● Goal A: Reproduce the listing line for line, starting at the line containing "for white backdrop." and ending at the line containing "[445,319,470,341]".

● Extract to read:
======

The Minksy system, which was also was known under the code-name of “Garrison” when it was being developed, is sold as the Power S822LC for HPC by IBM and is actually made by Wistron, one of the big ODMs, and rebadged and resold by Big Blue. It has two Power8+ chips, with two NVLink 1.0 ports and four “Pascal” Tesla P100 accelerators in the SXM2 form factor mounted on the motherboard. Two of the Pascals link directly to each Power8+ chip through NVLink ports, and then the remaining NVLink ports are used to cross couple the GPUs in the system so they can share data at 80 GB/sec rates. This design, like a few other Power8 systems from the OpenPower camp, put main memory on a riser card and the “Centaur” memory buffer chip and its integrated L4 cache memory onto that riser rather than on the memory DIMMs themselves, as IBM does for its own designs.
Spiritually, it looks like the Minsky/Garrison system is more linked to Sierra than to Summit. Lawrence Livermore has been less vocal about its Power9 server deliveries, but sources at the lab tell The Next Platform that it has received its first machines and that they do, as rumors have suggested, pair two Power9 processors with four Volta accelerators in each node. Lawrence Livermore has been quiet about the precise feeds and speeds of the machine, but has said that Sierra will deliver somewhere around 120 petaflops to 150 petaflops with total memory on the order of 2 PB to 2.4 PB and at around 11 megawatts of power consumption. That makes it about five times as energy efficient as the “Sequoia” BlueGene/Q system it replaces to help steward the nuclear weapons stockpile of the United States, with 5X to 7X the application performance of Sequoia. At 7.5 teraflops at double precision for each Volta coprocessor, and assuming that the Power9 chip has negligible math skills compared to the GPUs, that works out to 4,000 to 5,000 nodes for Sierra, and that also works out to a clean 512 GB of main memory per node if you do the math.
That memory capacity does not include the 16 GB of HBM2 memory on each Volta coprocessor. That HBM2 memory, which has a bandwidth of 900 GB/sec, is as far as applications are concerned, the important thing. Programmatically speaking, that main memory on the Power9 processor is more like a L3 cache for the GPU, once the coherency is turned on, and all of the other caches in the Power9 complex, including the L4 cache in the Centaur buffer chips, are really just staging for the GPUs except for the parts where they are doing serial work in C or Fortran.

======

● Goal B: Rewrite the passage about the Minsky and Sierra systems, starting at "That memory capacity" and ending at "C or Fortran.", and swap "HBM2" for "stacked" throughout.

Items from a labeling set:
======

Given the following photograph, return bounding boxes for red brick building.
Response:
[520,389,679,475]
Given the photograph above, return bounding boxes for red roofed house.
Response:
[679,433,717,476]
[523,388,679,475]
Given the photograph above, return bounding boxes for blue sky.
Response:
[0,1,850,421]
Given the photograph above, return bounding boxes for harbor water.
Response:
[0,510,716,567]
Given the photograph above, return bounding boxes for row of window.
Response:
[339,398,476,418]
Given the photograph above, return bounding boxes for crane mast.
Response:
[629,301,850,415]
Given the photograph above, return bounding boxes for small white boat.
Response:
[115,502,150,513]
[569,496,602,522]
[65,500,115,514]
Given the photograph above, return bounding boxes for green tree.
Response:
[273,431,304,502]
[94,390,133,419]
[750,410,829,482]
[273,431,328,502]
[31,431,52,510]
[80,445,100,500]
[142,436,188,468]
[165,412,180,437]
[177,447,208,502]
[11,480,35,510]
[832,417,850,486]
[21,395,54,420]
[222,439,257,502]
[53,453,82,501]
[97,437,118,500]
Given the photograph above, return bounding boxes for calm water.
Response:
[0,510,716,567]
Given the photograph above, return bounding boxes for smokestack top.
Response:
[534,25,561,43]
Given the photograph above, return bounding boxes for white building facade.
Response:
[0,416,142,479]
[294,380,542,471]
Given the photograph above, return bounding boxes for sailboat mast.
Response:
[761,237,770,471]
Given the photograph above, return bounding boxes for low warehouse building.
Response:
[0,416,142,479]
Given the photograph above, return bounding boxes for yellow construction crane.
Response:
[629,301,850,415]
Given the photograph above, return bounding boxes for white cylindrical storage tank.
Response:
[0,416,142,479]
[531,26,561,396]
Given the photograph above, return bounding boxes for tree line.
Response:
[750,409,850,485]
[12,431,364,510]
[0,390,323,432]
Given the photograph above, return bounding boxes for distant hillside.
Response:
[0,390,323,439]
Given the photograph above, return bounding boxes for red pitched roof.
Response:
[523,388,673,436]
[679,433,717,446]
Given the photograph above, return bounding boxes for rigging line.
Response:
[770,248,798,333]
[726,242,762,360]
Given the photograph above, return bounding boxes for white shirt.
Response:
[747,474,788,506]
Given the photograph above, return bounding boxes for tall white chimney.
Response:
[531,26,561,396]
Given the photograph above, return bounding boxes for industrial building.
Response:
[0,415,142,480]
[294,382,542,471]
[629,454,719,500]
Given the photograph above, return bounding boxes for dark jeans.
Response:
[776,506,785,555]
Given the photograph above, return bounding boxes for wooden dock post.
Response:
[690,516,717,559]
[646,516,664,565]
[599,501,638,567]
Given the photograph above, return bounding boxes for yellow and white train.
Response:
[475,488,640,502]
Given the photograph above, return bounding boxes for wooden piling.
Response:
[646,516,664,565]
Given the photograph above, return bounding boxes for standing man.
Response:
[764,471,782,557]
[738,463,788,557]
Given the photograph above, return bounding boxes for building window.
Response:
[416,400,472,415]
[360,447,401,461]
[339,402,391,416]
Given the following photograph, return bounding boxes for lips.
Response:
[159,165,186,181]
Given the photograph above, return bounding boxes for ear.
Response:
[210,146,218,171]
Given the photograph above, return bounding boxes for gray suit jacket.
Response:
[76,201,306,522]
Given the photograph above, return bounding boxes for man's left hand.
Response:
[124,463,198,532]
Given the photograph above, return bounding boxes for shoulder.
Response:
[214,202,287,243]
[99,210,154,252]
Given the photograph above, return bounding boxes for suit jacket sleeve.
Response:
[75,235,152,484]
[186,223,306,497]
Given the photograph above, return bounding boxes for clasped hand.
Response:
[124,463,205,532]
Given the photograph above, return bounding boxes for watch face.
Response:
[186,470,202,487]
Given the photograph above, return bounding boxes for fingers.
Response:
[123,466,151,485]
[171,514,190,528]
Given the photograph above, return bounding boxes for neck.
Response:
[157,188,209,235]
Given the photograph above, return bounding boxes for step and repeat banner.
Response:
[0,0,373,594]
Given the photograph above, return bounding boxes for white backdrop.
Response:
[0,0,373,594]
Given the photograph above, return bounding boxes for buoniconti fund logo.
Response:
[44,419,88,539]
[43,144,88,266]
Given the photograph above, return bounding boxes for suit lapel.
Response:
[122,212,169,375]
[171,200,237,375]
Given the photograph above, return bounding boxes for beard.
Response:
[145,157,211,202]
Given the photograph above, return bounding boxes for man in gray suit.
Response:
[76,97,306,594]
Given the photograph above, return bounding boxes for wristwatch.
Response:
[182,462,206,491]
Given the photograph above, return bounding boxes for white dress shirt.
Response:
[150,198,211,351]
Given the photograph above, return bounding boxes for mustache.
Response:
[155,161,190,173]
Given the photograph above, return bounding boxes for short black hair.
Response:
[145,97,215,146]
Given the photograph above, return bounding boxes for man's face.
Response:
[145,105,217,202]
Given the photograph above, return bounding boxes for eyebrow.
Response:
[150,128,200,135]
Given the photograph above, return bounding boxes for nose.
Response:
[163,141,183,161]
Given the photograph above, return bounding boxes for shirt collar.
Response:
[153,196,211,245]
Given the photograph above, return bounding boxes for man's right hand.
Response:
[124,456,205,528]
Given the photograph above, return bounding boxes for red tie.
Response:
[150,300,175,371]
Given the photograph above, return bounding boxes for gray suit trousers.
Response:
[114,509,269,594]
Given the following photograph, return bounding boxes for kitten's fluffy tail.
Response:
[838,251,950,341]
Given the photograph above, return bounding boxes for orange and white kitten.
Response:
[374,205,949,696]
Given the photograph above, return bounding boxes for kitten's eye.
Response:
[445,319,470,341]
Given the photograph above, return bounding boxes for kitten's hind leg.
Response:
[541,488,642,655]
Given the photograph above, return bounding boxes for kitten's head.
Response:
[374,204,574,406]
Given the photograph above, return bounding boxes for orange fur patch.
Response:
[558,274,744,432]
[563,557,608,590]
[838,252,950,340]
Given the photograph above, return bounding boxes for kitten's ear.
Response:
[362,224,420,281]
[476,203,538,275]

======

● Worked answer A:
Given the photograph above, return bounding boxes for white backdrop.
Response:
[0,0,373,594]
Given the photograph above, return bounding boxes for buoniconti fund logo.
Response:
[44,419,88,539]
[43,144,88,266]
Given the photograph above, return bounding boxes for suit lapel.
Response:
[122,212,169,375]
[171,200,237,375]
Given the photograph above, return bounding boxes for beard.
Response:
[145,157,211,202]
Given the photograph above, return bounding boxes for man in gray suit.
Response:
[76,97,306,594]
Given the photograph above, return bounding boxes for wristwatch.
Response:
[182,462,206,491]
Given the photograph above, return bounding boxes for white dress shirt.
Response:
[150,198,211,351]
Given the photograph above, return bounding boxes for mustache.
Response:
[155,161,190,173]
Given the photograph above, return bounding boxes for short black hair.
Response:
[145,97,215,146]
Given the photograph above, return bounding boxes for man's face.
Response:
[145,105,217,202]
Given the photograph above, return bounding boxes for eyebrow.
Response:
[150,128,200,135]
Given the photograph above, return bounding boxes for nose.
Response:
[163,141,183,161]
Given the photograph above, return bounding boxes for shirt collar.
Response:
[153,196,211,245]
Given the photograph above, return bounding boxes for man's right hand.
Response:
[124,456,205,528]
Given the photograph above, return bounding boxes for red tie.
Response:
[150,300,175,371]
Given the photograph above, return bounding boxes for gray suit trousers.
Response:
[114,509,269,594]
Given the following photograph, return bounding boxes for kitten's fluffy tail.
Response:
[838,251,950,341]
Given the photograph above, return bounding boxes for orange and white kitten.
Response:
[374,205,949,696]
Given the photograph above, return bounding boxes for kitten's eye.
Response:
[445,319,470,341]

● Worked answer B:
That memory capacity does not include the 16 GB of stacked memory on each Volta coprocessor. That stacked memory, which has a bandwidth of 900 GB/sec, is as far as applications are concerned, the important thing. Programmatically speaking, that main memory on the Power9 processor is more like a L3 cache for the GPU, once the coherency is turned on, and all of the other caches in the Power9 complex, including the L4 cache in the Centaur buffer chips, are really just staging for the GPUs except for the parts where they are doing serial work in C or Fortran.